§ **GOAL OF THE EXERCISE**
Convert the items below into a two-column CSV with the header columns "instruction" and "boxes", writing one row per item. Put each item's text under "instruction" and its answer under "boxes", enclosing each field in double quotes and replacing every line break with a space.

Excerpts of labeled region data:
╭──
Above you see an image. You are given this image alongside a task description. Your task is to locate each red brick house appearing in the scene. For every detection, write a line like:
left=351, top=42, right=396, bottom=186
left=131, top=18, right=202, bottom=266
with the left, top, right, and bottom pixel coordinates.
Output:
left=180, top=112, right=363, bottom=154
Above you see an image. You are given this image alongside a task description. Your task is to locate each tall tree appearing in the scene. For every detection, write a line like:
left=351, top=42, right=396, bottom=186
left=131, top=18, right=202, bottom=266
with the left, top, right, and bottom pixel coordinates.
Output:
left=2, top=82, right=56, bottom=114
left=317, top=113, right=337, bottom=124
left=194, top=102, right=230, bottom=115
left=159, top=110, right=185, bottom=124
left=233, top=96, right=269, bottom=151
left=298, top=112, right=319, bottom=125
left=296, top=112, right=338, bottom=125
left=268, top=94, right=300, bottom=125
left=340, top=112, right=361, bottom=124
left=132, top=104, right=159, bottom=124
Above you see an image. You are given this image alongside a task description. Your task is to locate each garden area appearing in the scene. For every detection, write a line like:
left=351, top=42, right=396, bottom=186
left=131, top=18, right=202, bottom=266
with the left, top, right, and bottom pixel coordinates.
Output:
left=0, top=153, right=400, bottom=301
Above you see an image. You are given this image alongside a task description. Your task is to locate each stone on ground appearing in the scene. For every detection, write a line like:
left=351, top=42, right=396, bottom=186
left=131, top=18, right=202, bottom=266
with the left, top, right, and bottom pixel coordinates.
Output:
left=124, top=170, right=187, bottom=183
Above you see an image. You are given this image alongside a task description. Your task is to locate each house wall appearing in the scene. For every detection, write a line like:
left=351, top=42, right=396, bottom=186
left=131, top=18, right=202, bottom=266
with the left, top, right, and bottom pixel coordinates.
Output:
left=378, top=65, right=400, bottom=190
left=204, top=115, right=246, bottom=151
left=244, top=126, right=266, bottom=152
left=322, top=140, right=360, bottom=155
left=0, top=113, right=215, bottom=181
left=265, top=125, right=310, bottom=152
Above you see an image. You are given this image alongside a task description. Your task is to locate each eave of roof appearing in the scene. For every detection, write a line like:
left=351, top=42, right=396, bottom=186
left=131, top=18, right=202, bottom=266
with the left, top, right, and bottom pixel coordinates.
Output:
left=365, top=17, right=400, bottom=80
╰──
§ **SOLUTION FOR THIS EXERCISE**
instruction,boxes
"Above you see an image. You are given this image alongside a task description. Your task is to locate each red brick house appearing in the scene. For every detection, write a line like: left=351, top=42, right=396, bottom=186 left=131, top=18, right=202, bottom=266 with the left, top, right, and bottom pixel coordinates. Output:","left=180, top=112, right=363, bottom=154"
"Above you see an image. You are given this image alongside a task description. Your task is to locate each tall tree appearing in the scene. For every detection, write a line like: left=351, top=42, right=396, bottom=186 left=131, top=18, right=202, bottom=266 with the left, top, right, and bottom pixel coordinates. Output:","left=2, top=82, right=56, bottom=114 left=317, top=113, right=337, bottom=124 left=194, top=102, right=230, bottom=115 left=159, top=110, right=185, bottom=124 left=233, top=96, right=269, bottom=151 left=298, top=112, right=319, bottom=125 left=296, top=112, right=338, bottom=125 left=268, top=94, right=300, bottom=125 left=340, top=112, right=361, bottom=124 left=132, top=104, right=159, bottom=124"
"Above you see an image. You are given this image alongside a task description. Your task is to locate each garden area appearing in the scene. For every detection, write a line like: left=351, top=42, right=396, bottom=186 left=131, top=18, right=202, bottom=266 with the left, top, right, and bottom pixel coordinates. Output:","left=0, top=153, right=400, bottom=301"
"Above you see an image. You are given this image alongside a task description. Your task is to locate each stone on ground appearing in the scene. For every detection, write a line like: left=351, top=42, right=396, bottom=186 left=131, top=18, right=202, bottom=266 with the left, top, right, and bottom pixel coordinates. Output:","left=124, top=170, right=187, bottom=183"
"Above you see an image. You are given this image alongside a task description. Your task is to locate each house wall appearing in the scene. For every detection, write a line like: left=351, top=42, right=396, bottom=186 left=131, top=18, right=202, bottom=266 with the left, top, right, and bottom pixel coordinates. Output:","left=378, top=65, right=400, bottom=190 left=204, top=115, right=246, bottom=151 left=244, top=126, right=266, bottom=152 left=322, top=140, right=360, bottom=155 left=0, top=113, right=215, bottom=181 left=265, top=125, right=310, bottom=152"
"Above you see an image. You are given this image alongside a task description. Your task is to locate each eave of roof appearing in the scene. For every detection, write a line like: left=351, top=42, right=396, bottom=186 left=131, top=18, right=202, bottom=266 with the left, top, right, and bottom pixel coordinates. Output:","left=365, top=17, right=400, bottom=80"